_SOURCE EXTRACT_
────

Mismatches and Reverses

Let’s complicate this step further, shall we? Now that we’ve figured out how to calculate mismatches, let’s make it do that again - but in reverse, this time.

Remember reverse complements? I mentioned them at some point in Part I. Go back and read that if you need a refresher. Either way, we did write a script that could generate the reverse complement of a string. We can utilize in generating the Neighbors of the reverse complement.

I am not sure if there is a more elegant and simplified way to implement this than the one I chose. But it works and I did not notice any performance issues, so I’ve let it be.

'''
A final improved version of the frequent words script that accounts for the reverse complement as well as a certain amount of mismatches. 

'''

def FrequentWordsWithMismatches(Text, k, d):
    Patterns = []
    freqMap = {}
    n = len(Text)
    rev = DnaReverse(Text)
    for i in range(0, n-k+1):
        Pattern = Text[i:i+k]
        rev_pattern = rev[i:i+k]
        neighborhood = Neighbors(Pattern, d)
        rev_neighborhood = Neighbors(rev_pattern, d)

        for neighbor in neighborhood:
            if neighbor in freqMap:
                freqMap[neighbor] += 1
            else:
                freqMap[neighbor] = 1
        for neighbor in rev_neighborhood:
            if neighbor in freqMap:
                freqMap[neighbor] += 1
            else:
                freqMap[neighbor] = 1

    
    m = MaxMap(freqMap)

    for pattern in freqMap:
        if freqMap[pattern] == m:
            Patterns.append(pattern)
    return Patterns

As you can see, this part is not all that complicated - the core functionality is already covered. We simply generate the reverse complement of our entire genome, plug it into the neighbors function, and run the frequency table script on it additionally, alongside the normal version.

The Finale

Phew, what a journey! But finally, we have assembled all the tools needed to break the code. Our cypher is keyed, and we can make a daring attempt to find S. Enterica’s DnaA boxes and Ori region. We did a trial run beforehand on E. Coli, and since the results are satisfactory, we can take a shot at S. Enterica.

f = open("./salmonella_enterica.txt")
genome = f.read()
skew_pos = int(min(min_skew(genome))) # Finding minimum skew to define scanning window.

────

_Referring-expression pointing data_
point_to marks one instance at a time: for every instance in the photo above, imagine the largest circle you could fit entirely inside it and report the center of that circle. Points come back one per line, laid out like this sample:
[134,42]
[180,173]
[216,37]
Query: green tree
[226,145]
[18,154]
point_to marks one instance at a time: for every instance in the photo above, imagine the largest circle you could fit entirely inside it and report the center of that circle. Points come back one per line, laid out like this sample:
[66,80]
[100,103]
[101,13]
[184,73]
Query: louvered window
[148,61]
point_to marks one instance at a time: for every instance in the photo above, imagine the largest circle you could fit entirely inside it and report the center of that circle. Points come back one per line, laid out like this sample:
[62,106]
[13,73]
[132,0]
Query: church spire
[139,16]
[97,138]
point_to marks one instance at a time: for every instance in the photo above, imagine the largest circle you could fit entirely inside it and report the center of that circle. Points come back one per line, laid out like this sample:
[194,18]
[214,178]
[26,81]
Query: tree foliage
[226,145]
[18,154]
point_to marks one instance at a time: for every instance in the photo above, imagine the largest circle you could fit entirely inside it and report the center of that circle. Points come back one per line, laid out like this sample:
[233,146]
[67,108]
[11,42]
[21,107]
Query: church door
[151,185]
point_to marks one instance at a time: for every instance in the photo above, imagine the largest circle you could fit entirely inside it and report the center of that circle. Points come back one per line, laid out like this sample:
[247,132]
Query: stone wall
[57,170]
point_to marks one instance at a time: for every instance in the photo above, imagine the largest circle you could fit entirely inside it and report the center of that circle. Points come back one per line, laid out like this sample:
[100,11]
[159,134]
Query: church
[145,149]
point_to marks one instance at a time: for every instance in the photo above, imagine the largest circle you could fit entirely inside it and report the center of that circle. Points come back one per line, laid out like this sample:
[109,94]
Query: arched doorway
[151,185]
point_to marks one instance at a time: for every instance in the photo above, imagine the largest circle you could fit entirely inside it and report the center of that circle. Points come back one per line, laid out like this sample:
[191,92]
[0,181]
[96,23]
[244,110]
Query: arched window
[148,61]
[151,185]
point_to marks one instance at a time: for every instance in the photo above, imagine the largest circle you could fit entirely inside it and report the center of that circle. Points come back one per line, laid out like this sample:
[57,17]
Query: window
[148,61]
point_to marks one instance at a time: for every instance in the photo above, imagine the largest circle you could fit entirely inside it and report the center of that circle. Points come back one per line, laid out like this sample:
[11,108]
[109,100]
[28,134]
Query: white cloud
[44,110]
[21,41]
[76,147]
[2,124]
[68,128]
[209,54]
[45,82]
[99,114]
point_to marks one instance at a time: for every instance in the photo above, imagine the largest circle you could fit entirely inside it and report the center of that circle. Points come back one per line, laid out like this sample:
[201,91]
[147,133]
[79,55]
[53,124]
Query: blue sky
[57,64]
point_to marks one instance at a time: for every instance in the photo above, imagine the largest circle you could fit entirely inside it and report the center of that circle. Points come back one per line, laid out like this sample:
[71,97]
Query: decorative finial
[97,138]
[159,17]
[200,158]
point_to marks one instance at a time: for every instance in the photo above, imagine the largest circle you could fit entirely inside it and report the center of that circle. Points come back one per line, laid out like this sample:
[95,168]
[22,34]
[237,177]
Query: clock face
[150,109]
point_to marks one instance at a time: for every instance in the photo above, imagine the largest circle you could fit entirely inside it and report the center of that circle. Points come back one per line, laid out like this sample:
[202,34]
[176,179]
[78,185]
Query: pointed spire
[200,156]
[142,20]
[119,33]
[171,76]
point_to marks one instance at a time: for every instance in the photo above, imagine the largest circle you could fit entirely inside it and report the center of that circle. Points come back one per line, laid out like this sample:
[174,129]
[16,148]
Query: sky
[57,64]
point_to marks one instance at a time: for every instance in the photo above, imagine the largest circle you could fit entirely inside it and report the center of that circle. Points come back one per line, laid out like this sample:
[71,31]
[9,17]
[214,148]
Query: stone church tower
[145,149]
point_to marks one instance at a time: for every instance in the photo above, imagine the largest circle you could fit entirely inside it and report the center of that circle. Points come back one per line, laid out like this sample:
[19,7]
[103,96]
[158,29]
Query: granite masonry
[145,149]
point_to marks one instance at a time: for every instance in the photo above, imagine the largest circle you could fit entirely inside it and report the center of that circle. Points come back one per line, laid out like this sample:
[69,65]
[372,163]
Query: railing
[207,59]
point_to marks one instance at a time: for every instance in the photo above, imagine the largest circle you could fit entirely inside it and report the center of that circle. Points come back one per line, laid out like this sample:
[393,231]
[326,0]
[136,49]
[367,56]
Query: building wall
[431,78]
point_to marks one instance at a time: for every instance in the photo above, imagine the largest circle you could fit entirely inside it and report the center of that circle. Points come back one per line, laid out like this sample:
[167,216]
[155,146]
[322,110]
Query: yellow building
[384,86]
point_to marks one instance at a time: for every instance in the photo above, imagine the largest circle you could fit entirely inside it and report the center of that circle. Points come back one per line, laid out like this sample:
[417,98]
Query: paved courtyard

────

_ACTIVITY_
Carry on the DNA pattern-finding walkthrough from its last line, the one that sets skew_pos.

_ANSWER TO THE PROBLEM_
window = genome[skew_pos:skew_pos+500] # Specifying a window of 500 nucleotides.
out = FrequentWordsWithMismatches(window, 9, 1) 

This is it. This is all we need to write - the amalgamation of all our previous work, the climax - this is what it all was for. Let’s stop being dramatic and walk through it.

After we’ve got our data in, we first find the minimum skew locations, to get an idea of where we can begin our work from. Then, to account for random skew fluctuations, we give ourselves some breathing room - 500 nucleotides is good enough.

Then we call our grandest function - the frequent words finder, with mismatches and reverse complements and all. We’ll shoot for 9-mers - bacterial DnaA boxes are usually around 9 nucleotides long, so it’s a safe assumption. A mismatch of one is fine - we don’t want to shoot too wide.

CCAGGATCC CCCGGATCC CCGGATCCG CGGATCCGG GGATCCGGG GGATCCTGG

There it is. This is our prediction for S. Enterica’s DnaA boxes within our chosen window.

As previously mentioned, this is not confirmed. With E. Coli, everything was experimentally confirmed. Such is not the case for S. Enterica - so my guess is as good as yours or a researcher in some fancy lab somewhere. Well, maybe their script-writing skills would be better, so let’s leave that territory for now.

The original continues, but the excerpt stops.